**Excerpted data**
______________________________

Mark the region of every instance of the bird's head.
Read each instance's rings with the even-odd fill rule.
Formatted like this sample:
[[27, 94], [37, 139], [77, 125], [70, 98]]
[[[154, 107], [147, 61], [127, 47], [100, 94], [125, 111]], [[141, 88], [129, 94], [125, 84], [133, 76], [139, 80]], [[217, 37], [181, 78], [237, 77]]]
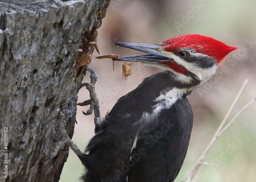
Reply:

______________________________

**Instructions for the task**
Put every line of the material above into a JSON list of strings, one string per line and no entries for blank lines. Leave the pictures out.

**Answer to the exercise**
[
  "Mark the region of every instance of the bird's head.",
  "Read each instance's rings with the even-odd fill rule.",
  "Formatted like this sample:",
  "[[27, 94], [37, 139], [77, 125], [70, 98]]",
  "[[[154, 107], [147, 61], [127, 47], [100, 94], [125, 111]], [[141, 88], [129, 94], [125, 84], [133, 76], [139, 80]], [[217, 37], [181, 78], [237, 77]]]",
  "Reply:"
]